* begin *

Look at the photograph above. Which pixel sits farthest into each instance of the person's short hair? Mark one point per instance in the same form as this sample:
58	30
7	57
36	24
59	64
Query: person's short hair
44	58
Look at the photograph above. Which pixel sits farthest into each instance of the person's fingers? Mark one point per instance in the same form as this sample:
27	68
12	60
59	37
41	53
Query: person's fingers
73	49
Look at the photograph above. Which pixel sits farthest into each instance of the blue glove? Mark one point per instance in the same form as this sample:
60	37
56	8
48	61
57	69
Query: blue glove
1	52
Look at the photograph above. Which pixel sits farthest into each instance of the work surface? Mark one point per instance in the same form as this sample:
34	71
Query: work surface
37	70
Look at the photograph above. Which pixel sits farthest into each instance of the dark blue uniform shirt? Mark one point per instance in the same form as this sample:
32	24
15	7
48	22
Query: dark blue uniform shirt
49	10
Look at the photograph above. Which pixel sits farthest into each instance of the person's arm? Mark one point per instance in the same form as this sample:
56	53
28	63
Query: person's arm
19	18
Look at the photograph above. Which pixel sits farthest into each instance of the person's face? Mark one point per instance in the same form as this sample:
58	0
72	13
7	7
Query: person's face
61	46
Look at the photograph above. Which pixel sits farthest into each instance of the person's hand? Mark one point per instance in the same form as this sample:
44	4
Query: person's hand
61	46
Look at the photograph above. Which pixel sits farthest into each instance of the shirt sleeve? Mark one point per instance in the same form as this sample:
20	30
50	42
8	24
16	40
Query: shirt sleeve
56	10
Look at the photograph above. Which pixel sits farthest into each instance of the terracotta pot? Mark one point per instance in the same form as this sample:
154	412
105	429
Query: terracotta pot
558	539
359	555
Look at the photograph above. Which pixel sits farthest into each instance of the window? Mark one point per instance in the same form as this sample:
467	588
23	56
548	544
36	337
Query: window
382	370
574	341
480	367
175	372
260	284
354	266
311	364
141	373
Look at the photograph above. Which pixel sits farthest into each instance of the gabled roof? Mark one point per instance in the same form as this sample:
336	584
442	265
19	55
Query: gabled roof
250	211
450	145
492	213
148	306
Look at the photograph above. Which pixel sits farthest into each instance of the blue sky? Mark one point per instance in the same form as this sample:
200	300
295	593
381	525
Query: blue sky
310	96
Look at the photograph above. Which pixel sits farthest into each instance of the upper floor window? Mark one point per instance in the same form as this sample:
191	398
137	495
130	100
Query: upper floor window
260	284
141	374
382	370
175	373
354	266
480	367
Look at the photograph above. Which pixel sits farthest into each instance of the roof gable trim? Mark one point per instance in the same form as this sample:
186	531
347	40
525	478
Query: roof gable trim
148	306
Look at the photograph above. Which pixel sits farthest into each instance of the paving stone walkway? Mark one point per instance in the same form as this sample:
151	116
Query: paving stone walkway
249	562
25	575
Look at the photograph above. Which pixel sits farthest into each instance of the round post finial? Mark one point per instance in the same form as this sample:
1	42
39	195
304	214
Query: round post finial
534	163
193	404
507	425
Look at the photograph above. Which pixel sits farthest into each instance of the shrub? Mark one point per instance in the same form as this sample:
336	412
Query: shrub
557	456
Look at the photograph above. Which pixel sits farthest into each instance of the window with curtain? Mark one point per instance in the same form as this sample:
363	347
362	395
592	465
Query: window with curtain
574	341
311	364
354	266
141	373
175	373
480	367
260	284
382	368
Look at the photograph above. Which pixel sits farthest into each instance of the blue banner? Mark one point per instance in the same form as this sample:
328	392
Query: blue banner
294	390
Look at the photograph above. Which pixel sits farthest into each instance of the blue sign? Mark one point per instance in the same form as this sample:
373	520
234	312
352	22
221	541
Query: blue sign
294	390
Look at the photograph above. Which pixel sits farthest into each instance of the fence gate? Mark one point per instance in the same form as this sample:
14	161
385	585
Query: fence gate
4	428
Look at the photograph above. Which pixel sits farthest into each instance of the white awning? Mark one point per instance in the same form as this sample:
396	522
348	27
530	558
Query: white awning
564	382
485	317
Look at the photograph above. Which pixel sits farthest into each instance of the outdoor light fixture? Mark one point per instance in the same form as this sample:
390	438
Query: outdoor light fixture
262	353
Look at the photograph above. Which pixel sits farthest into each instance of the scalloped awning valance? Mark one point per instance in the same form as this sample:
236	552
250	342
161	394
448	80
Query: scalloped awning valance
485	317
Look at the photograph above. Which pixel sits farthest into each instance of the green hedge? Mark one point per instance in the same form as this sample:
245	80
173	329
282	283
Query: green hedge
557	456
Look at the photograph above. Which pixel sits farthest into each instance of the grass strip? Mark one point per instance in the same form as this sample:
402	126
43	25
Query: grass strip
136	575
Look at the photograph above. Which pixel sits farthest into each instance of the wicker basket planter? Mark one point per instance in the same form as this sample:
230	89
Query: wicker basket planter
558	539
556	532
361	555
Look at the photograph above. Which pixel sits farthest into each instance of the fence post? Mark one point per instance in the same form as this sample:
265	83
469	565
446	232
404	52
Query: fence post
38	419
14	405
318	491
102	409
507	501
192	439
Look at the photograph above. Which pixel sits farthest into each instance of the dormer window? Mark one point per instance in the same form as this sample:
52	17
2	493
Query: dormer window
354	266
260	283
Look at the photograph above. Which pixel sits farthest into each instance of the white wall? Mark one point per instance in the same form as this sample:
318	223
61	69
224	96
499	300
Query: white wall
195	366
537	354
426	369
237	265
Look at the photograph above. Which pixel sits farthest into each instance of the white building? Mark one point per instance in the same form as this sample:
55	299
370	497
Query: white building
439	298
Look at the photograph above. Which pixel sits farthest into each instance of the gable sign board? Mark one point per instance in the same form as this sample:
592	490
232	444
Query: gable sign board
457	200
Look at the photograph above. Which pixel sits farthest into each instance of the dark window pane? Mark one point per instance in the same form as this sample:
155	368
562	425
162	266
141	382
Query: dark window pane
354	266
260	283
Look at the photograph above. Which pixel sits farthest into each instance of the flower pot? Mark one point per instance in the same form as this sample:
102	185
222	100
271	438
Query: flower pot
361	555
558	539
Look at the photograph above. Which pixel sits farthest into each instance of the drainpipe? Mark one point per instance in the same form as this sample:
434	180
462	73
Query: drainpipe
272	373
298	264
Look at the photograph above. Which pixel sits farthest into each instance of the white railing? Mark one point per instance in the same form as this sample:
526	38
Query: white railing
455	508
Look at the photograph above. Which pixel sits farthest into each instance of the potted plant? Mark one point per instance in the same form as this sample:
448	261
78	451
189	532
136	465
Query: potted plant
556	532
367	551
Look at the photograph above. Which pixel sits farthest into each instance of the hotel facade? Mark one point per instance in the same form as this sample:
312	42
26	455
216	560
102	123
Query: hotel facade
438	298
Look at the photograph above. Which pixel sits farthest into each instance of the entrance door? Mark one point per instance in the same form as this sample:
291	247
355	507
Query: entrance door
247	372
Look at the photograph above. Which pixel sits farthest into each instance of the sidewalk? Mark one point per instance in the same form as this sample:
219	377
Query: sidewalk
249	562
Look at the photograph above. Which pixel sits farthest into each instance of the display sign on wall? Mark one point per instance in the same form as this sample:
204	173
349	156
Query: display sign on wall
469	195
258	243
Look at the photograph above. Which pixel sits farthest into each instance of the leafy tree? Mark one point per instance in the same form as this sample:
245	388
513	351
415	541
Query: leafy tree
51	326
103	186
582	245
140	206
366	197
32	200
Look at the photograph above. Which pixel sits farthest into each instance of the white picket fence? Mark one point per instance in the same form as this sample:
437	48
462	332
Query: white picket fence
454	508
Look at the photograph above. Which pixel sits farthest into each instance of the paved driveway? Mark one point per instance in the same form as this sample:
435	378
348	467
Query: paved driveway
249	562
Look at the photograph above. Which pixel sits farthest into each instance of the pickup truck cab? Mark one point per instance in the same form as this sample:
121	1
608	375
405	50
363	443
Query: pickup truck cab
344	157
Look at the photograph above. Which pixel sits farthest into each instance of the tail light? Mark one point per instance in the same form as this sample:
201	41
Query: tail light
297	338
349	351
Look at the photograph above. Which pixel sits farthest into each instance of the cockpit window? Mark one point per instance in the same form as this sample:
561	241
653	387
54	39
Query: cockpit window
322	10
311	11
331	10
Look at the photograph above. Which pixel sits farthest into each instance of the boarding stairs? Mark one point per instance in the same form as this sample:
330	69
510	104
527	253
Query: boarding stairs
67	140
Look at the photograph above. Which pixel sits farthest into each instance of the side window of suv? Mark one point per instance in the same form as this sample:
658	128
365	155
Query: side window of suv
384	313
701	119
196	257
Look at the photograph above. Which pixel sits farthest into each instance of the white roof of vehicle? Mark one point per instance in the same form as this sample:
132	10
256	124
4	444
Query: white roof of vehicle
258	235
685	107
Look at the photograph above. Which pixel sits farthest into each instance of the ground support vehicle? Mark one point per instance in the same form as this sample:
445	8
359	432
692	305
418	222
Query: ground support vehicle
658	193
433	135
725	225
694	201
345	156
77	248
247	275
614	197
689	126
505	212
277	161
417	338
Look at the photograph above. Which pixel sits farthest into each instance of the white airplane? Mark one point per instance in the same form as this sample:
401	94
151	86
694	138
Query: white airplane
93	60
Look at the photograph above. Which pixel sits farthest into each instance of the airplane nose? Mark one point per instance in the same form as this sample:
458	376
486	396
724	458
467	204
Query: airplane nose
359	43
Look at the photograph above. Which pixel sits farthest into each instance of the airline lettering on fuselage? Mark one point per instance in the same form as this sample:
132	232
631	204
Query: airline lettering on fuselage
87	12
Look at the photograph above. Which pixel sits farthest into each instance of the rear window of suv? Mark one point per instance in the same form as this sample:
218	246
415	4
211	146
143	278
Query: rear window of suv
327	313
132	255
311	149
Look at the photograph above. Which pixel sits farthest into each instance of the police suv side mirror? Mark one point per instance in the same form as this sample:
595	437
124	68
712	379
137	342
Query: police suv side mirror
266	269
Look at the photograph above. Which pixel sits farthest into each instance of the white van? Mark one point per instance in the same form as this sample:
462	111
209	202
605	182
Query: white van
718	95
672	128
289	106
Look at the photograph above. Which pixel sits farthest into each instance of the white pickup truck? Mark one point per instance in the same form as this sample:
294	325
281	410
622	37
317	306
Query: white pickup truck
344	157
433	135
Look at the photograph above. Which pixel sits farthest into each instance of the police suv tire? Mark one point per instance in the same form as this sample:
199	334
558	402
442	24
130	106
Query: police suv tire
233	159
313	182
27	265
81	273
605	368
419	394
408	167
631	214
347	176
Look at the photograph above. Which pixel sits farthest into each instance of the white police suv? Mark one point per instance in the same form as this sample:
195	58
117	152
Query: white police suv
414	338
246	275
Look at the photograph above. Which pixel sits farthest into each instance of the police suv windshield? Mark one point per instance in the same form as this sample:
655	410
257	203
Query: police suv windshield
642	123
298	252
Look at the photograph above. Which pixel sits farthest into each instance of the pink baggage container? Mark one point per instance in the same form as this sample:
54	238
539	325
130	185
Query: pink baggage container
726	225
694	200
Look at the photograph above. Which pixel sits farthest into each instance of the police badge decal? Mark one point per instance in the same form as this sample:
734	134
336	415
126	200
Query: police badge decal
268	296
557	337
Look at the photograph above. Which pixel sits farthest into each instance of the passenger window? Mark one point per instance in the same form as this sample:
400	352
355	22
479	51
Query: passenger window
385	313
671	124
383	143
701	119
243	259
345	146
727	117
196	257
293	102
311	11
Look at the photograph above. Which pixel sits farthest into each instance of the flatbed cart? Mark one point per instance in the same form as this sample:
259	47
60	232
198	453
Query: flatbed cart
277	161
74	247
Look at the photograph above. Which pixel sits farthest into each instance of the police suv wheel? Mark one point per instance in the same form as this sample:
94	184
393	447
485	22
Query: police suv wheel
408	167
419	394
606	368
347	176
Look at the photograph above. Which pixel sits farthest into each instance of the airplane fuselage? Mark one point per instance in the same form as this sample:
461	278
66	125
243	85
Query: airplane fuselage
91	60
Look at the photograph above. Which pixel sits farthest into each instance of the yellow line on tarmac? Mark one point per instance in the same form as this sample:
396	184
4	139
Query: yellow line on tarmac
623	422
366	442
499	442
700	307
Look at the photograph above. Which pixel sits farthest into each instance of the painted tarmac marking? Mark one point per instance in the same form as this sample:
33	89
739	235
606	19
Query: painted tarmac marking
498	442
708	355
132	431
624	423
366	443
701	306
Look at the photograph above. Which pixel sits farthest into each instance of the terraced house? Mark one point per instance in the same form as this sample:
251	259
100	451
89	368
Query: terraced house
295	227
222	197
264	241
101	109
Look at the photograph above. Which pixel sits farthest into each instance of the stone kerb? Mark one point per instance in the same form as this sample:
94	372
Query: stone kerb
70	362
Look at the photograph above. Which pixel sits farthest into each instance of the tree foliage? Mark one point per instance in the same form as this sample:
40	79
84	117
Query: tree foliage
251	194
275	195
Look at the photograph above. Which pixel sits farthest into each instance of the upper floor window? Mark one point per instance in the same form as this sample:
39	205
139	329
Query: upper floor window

* end *

**Directions for this task:**
Starting at the line above that contains "of the tree" and ending with the last line of the items, set those lines out as a numbered list, leaving out any blank lines.

**Task answer:**
1. Look at the photograph above. Which pixel sits farthest into each instance of the tree foliage? Mark one point per instance in the same form as this sample:
2. 40	79
3. 84	117
4. Query: tree foliage
5. 251	194
6. 275	195
7. Look at the photograph above. Which pixel sits farthest into each instance of the upper floor window? Mark one point per instance in the same form as this sample:
8. 39	205
9. 139	329
10. Query: upper floor window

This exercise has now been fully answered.